SOURCE TEXT:
Universal flags: Iterations: N, Iterations: unlimited, --evals, --evals-interval N, --chain <targets>, --<subcommand> shorthand.

All commands use interactive setup when invoked without arguments. Just type the command — the agent asks for what it needs with smart defaults based on your codebase.

OpenCode users: Commands use underscore naming (/autoresearch_debug, /autoresearch_fix, etc.). All 14 commands available.

Codex users: Invoke via $autoresearch mention syntax. Subcommands are keywords: $autoresearch debug, $autoresearch plan, etc.

Quick Decision Guide

I want to...Use
Give a plain-language goal, let it self-orchestrate/autoresearch <goal> (bare, no Metric/Verify)
Improve test coverage / reduce bundle size / any metric/autoresearch
Run bounded iterationsAdd Iterations: N to any command
Don't know what metric to use/autoresearch:plan
Run a security audit/autoresearch:security
Ship a PR / deployment / release/autoresearch:ship
Optimize without breaking existing testsAdd Guard: npm test
Hunt all bugs in a codebase/autoresearch:debug
Fix all errors (tests, types, lint)/autoresearch:fix
Debug then auto-fix/autoresearch:debug --fix
Check if something is ready to ship/autoresearch:ship --checklist-only
Explore edge cases for a feature/autoresearch:scenario
Generate test scenarios/autoresearch:scenario --format test-scenarios
Get expert opinions before starting/autoresearch:predict
Analyze from multiple angles then debug/autoresearch:predict --chain debug
Generate docs for a new codebase/autoresearch:learn --mode init
Update existing docs after changes/autoresearch:learn --mode update
Debate an architecture decision/autoresearch:reason --domain software
Surface hidden constraints before starting/autoresearch:probe
Pre-flight a fuzzy goal then loop/autoresearch:probe --chain plan,autoresearch
Discover what to build next for your ICP/autoresearch:improve
Research competitors and generate PRDs/autoresearch:improve --depth deep
Probe requirements then research improvements/autoresearch:probe --improve
Analyze trends and plateaus across past runs/autoresearch:evals
Check if a run has stalled/autoresearch:evals --file *-results.tsv
Verify a change won't regress before pushing/autoresearch:regression
Gate a PR: predict, fix, re-gate, then ship/autoresearch:regression --predict --fix --ship

Quick Start

Claude Code

Option A — npx install (recommended):

npx skills add uditgoenka/autoresearch

All 14 commands are available after restarting Claude Code.

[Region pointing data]
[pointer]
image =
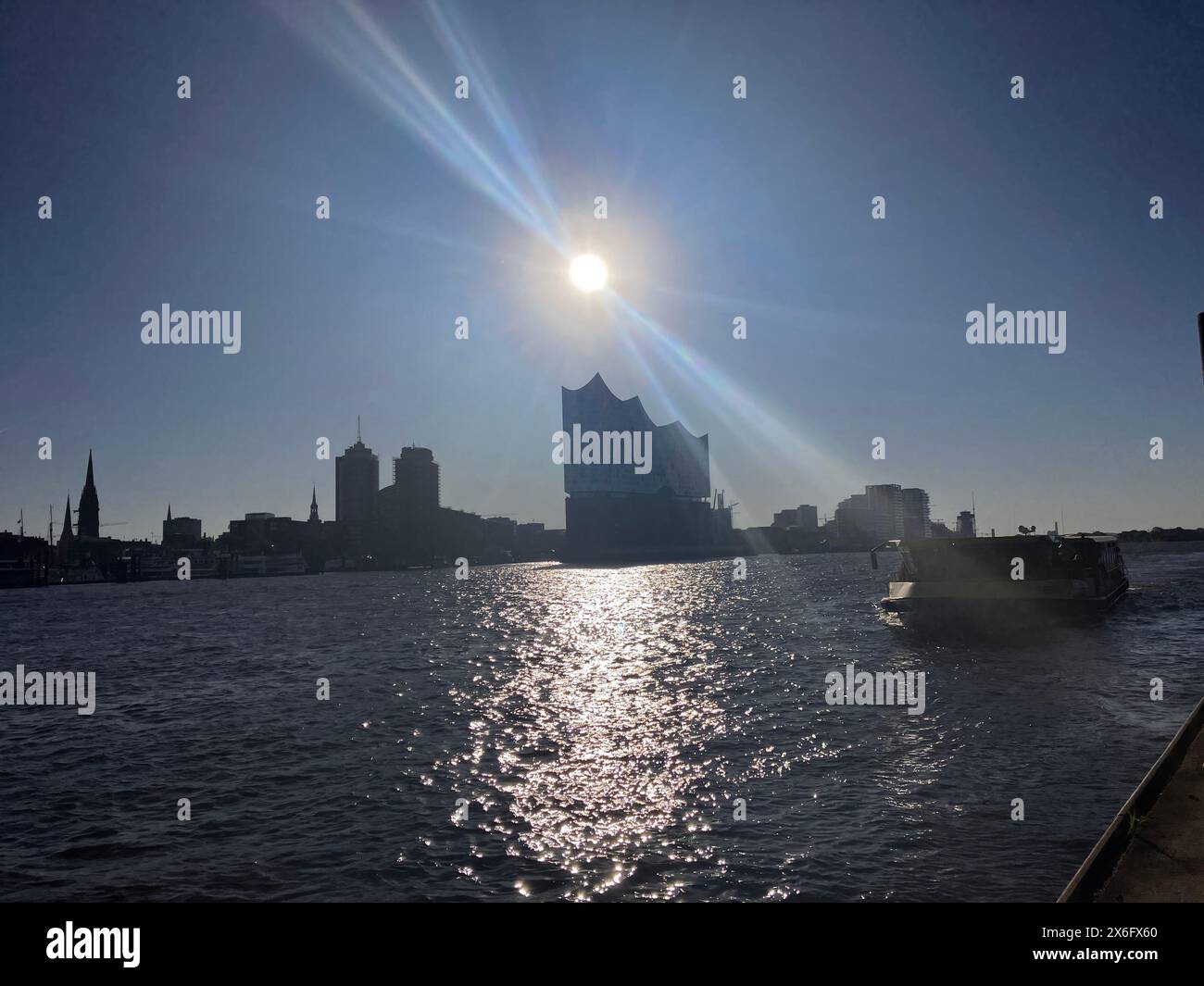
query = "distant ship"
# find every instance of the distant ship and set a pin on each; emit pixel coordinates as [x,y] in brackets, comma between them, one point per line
[1002,581]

PROMPT A:
In the autoresearch command guide, which command is given for checking whether a run has stalled?
PROMPT B:
How would you render this sentence from the autoresearch command guide in Spanish: "All commands use interactive setup when invoked without arguments."

OUTPUT A:
/autoresearch:evals --file *-results.tsv

OUTPUT B:
Todos los comandos usan una configuración interactiva cuando se invocan sin argumentos.